## TREŚĆ ZADANIA 1
Podaj tytuły wszystkich wpisów z fragmentu bloga.
## TREŚĆ ZADANIA 2
Przepisz z fragmentu bloga odcinek od „Moje zdjęcie” do „do opisanej szufladki.”.

===== FRAGMENT ŹRÓDŁA =====

Moje zdjęcie
Jaworzno, Śląsk, Poland
Młody jeszcze człowiek pełen paradoksów, bywający odważny, ale i nieśmiały, wyważony, ale i zwariowany, radosny, ale i melancholijny. Nie dający się sklasyfikować, wstawić w ramkę, czy wcisnąć do opisanej szufladki.

2009/05/30

L'Amour

Dzisiaj nie będę nic pisał więcej, choć mógłbym dużo, bo sporo się ostatnio u mnie działo, ale to następnym razem. Dziś tylko wstawiam klip, który dał mi mnóstwo pozytywnej energii, radości, siły, śmiechu. Nie wiem czemu, ale cały świat stał się piękniejszy. :D

2009/05/22

Tak jakby od nowa

Nic się nie zaczęło. Ale coś się skończyło. Nawet kilka cosiów. Mała wielka miłość, zasadnicza część nauki, kolejne uczucia, emocje. Pewne rzeczy wciąż trwają, bliskie znajomości, bliższe przyjaźnie. Dziękuję Wam :* Wy wiecie. A jak się nie czujecie członkami tego grona, a wydaje się wam, że powinno być inaczej, piszcie, może to po prostu jakieś małe nieporozumienie. Ale są też i zmiany. Zmiany we mnie, bo w okół mnie wciąż wszystko takie samo. Czuję w sobie jakąś siłę, która pcha mnie do szalonych raczej rzeczy. Bo np. całkowita zmiana fryzury jako takiej jest rzeczą dość szaloną, choćby dlatego, że wbrew otoczeniu. I uśmiech. Uśmiech, choć czasem przez łzy, to wciąż bez zmian, wciąż ten sam uśmiech. Może nie najpiękniejszy, ale za to szczery. To coś daje mi siłę, bym mógł trzymać głowę wyprostowaną, by patrzeć wszystkiemu w oczy, by patrzeć wprost, przed siebie. Czasem jeszcze oglądam się za siebie, ale kto tego nie robi? Wychodzę z założenia, że jestem ja i jest cała reszta. Pewna forma indywdualizmu, wpisanego kolorami w szarość codzienności. Czasem bez ładu i składu, jak w tej notatce, ale jednak. Jest coś, co daje mi energię, moc, co pcha mnie wciąż do przodu, choć czasem nie mam już sił iść dalej, ale idę bo muszę, bo nie mam innego wyjścia. Szkoda tylko, że nie jest to ktoś... ;)

2009/05/21

Justyna Steczkowska - Czas

Wiosną lub początkiem lata
Pamięć figle płata
Ktoś do ucha szepnął wierszem
Słowa przenajszczersze

Mówił: popatrz, ja kocham
Ta chwila złota, niechaj trwa choć

Czas będzie chciał na gorsze zmienić nas
Ja pozwolę nam tu trwać
Wiem, że nas na taką miłość stać
Uwierz proszę w nas

Zimą lub jesienią słotną
Pamięć mam ulotną
Gdy się aura stała szpetna
Nikt do ucha już nie szeptał

Nie mówił: popatrz, ja kocham
Przyszła ochota, prysnął czar

Bo czas nagle dziwnie pozamieniał nas
Nie pozwolił nam tu trwać
Choć nas na tę miłość było stać
Nie uwierzył

Czas nagle dziwnie pozamieniał nas
Nie pozwolił nam tu trwać
Choć nas na tę miłość było stać
Nie uwierzył w Nas

2009/05/19

Dziękuję

Przyjaźń to wszystko co mam,
bo prócz tego nie posiadam nic.

===== POKAZANE DANE =====

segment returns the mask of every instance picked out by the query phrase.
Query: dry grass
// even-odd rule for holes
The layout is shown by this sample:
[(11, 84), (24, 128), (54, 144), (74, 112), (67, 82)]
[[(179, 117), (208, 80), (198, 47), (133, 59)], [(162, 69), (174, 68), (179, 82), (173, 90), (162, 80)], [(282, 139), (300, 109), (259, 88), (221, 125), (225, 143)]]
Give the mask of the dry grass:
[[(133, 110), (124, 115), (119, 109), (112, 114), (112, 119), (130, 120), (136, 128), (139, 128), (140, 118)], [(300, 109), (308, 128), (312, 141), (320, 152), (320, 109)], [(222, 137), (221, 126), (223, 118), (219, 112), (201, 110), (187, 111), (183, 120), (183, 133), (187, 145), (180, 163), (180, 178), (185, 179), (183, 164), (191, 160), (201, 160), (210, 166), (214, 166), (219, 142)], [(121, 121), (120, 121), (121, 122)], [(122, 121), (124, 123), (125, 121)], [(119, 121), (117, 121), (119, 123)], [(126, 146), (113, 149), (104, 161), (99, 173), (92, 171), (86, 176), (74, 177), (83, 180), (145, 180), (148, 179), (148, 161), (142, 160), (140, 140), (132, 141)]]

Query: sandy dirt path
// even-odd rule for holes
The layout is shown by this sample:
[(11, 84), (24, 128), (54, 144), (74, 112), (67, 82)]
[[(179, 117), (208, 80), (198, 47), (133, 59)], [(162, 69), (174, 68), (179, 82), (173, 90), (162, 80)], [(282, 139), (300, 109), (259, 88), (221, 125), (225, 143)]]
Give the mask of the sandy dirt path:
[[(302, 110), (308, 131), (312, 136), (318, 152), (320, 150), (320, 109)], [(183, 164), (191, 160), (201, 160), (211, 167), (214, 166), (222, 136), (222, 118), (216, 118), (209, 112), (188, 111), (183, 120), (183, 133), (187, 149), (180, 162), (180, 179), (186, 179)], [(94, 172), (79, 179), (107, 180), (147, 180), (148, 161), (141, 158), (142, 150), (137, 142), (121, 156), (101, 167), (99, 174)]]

=====

## POPRAWNA ODPOWIEDŹ 1
L'Amour
Tak jakby od nowa
Justyna Steczkowska - Czas
Dziękuję

## POPRAWNA ODPOWIEDŹ 2
Moje zdjęcie
Jaworzno, Śląsk, Poland
Młody jeszcze człowiek pełen paradoksów, bywający odważny, ale i nieśmiały, wyważony, ale i zwariowany, radosny, ale i melancholijny. Nie dający się sklasyfikować, wstawić w ramkę, czy wcisnąć do opisanej szufladki.